• COSA FARAI: Estrai dalle righe qui sotto tutte quelle in cui compare la parola "handle" e ricopiale.

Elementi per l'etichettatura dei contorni
----
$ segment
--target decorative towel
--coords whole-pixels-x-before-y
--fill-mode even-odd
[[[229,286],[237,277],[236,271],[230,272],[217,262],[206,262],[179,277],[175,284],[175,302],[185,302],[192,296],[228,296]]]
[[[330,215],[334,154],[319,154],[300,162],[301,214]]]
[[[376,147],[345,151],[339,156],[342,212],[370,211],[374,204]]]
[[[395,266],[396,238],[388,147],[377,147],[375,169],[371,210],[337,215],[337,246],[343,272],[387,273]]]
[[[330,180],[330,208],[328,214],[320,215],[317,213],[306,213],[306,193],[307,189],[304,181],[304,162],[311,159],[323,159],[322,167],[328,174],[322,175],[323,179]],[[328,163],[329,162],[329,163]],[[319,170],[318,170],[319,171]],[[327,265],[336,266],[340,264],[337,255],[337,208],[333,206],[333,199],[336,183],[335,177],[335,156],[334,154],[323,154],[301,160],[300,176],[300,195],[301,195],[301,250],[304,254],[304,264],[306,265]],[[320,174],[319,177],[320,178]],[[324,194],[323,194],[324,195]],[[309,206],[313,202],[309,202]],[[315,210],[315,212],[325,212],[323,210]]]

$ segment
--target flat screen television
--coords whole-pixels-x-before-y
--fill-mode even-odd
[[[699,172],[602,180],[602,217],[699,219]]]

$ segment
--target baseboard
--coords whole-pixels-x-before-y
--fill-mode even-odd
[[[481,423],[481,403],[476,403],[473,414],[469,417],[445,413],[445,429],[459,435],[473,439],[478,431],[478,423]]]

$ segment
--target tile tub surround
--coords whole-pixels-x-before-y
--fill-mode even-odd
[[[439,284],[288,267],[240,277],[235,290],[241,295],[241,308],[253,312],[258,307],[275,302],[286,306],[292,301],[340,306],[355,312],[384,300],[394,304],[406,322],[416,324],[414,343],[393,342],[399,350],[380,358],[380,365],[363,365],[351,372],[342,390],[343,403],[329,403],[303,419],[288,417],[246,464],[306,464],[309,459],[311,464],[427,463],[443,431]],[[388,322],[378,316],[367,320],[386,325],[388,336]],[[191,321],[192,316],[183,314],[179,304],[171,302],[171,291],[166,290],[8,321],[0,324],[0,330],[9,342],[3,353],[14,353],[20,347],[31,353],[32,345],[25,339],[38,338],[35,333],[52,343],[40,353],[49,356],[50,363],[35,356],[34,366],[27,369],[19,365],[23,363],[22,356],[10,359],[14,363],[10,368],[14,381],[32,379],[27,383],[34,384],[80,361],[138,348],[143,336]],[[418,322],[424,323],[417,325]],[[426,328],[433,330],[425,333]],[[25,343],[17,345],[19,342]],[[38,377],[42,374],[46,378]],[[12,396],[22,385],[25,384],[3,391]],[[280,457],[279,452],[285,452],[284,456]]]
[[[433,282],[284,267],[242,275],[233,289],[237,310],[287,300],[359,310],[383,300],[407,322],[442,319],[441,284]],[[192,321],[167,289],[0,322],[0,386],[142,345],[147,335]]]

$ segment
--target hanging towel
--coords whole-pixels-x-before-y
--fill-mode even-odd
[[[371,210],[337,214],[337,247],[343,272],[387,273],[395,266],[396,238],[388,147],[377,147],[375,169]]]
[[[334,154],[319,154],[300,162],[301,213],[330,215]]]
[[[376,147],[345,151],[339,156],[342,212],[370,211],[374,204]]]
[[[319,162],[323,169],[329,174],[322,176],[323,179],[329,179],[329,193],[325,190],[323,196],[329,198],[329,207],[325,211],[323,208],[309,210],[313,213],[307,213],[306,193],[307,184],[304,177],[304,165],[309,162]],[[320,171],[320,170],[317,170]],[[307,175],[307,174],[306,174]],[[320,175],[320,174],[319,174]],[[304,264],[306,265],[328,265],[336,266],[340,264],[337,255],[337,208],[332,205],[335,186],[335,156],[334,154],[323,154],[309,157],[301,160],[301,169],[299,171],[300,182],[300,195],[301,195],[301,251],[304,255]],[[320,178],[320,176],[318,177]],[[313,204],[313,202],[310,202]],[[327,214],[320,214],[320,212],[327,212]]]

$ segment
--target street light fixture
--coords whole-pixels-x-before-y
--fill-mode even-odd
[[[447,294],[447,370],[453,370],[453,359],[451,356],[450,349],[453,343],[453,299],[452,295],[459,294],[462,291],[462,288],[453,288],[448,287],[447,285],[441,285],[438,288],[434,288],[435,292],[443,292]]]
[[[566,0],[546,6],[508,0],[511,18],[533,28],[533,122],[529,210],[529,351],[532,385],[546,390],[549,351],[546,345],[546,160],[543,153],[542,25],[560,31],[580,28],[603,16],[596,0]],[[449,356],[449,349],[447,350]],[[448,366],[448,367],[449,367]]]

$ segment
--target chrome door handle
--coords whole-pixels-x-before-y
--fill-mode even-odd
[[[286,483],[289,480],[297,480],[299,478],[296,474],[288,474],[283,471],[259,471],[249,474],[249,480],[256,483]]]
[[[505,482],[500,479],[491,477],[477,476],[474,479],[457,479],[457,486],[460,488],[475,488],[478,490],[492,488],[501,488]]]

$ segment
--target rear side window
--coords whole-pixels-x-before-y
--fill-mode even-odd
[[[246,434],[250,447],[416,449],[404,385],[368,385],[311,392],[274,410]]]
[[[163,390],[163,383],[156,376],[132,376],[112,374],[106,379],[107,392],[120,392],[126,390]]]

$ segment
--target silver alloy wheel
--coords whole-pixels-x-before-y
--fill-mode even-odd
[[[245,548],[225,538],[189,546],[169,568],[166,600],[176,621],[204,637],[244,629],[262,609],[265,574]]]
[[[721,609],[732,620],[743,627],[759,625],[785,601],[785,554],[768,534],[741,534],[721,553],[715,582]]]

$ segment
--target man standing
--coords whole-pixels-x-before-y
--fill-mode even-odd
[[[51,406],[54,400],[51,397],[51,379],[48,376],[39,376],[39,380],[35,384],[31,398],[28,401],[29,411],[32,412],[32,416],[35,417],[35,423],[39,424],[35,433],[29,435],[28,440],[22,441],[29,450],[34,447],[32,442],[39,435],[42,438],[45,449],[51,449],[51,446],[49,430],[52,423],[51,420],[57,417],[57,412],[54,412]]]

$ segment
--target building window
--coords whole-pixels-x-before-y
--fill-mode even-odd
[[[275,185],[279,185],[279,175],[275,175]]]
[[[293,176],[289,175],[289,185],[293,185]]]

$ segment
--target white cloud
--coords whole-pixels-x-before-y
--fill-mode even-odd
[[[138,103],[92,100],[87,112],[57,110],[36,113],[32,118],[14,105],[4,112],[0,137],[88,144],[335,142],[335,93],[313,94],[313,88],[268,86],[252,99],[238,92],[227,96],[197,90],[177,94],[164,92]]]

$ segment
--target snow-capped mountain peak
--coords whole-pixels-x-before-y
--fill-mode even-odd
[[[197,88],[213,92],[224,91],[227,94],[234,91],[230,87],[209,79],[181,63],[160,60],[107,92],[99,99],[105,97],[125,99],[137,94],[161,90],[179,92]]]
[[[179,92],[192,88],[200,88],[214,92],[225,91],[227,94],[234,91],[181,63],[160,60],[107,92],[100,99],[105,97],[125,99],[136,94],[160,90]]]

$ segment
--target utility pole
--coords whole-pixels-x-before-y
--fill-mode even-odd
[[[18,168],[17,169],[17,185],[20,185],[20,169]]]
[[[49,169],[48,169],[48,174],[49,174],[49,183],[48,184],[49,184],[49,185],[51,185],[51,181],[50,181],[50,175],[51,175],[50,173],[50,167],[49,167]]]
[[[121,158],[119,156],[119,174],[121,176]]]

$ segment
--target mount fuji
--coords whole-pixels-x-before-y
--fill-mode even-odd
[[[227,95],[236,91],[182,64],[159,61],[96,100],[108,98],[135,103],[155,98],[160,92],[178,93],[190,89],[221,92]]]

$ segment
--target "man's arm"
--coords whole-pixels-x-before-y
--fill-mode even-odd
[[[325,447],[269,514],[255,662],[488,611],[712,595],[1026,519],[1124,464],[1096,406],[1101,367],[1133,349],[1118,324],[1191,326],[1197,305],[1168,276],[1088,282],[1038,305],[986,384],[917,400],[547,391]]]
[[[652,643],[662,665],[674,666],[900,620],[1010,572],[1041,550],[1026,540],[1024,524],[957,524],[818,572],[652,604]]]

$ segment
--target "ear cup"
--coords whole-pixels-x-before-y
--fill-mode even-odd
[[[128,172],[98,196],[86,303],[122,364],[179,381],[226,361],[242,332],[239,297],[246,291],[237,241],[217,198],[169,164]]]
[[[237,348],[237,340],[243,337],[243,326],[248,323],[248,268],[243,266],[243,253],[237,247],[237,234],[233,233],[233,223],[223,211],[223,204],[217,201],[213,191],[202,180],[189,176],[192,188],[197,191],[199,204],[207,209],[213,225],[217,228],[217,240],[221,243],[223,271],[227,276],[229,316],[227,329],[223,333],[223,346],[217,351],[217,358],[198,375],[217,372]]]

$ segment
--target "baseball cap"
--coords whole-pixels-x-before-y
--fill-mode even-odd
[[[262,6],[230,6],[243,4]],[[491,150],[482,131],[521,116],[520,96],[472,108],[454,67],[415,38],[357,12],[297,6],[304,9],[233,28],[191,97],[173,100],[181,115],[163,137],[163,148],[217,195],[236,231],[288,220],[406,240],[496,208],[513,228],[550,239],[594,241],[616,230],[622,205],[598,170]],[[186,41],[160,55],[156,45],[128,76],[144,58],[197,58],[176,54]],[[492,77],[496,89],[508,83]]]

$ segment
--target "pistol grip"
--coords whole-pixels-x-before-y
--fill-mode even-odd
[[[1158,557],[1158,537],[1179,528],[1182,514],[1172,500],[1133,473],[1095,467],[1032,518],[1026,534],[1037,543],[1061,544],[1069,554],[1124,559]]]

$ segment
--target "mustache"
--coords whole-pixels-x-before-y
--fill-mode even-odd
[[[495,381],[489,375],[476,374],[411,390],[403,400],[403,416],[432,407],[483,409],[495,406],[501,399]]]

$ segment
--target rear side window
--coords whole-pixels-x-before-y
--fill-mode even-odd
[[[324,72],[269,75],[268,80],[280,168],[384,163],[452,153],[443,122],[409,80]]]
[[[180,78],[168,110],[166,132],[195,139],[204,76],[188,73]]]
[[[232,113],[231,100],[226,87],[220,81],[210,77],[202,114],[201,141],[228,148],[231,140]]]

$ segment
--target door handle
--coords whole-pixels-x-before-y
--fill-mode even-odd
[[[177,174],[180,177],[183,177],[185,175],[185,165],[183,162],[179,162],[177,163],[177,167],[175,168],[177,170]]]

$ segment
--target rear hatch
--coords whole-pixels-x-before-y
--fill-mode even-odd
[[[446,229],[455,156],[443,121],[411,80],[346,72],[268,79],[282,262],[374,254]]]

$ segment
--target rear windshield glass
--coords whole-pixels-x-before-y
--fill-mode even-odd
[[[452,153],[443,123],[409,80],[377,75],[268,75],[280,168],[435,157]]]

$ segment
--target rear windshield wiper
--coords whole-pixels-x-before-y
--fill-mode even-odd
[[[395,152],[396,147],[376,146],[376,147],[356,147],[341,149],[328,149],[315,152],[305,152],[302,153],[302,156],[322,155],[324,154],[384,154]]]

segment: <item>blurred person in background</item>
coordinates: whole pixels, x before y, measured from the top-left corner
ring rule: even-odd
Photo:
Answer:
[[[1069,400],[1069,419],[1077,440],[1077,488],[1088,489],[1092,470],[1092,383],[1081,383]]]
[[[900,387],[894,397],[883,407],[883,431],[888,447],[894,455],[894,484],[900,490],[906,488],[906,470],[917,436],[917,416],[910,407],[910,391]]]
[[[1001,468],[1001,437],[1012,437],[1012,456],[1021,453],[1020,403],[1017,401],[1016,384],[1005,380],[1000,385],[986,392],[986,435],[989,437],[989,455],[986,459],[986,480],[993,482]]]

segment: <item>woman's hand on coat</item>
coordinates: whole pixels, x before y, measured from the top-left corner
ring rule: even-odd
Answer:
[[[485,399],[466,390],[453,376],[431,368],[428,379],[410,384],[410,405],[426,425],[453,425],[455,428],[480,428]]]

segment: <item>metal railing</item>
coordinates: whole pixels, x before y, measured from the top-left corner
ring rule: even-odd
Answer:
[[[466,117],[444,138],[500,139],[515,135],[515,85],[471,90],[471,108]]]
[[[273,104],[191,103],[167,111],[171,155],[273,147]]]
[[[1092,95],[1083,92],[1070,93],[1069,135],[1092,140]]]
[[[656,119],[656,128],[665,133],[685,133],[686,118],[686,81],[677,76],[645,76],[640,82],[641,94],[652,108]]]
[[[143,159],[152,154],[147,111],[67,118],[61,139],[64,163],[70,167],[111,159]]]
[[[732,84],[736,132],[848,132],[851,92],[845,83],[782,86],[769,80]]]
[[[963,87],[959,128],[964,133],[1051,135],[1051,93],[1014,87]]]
----
• IN RISPOSTA:
--target chrome door handle
--target door handle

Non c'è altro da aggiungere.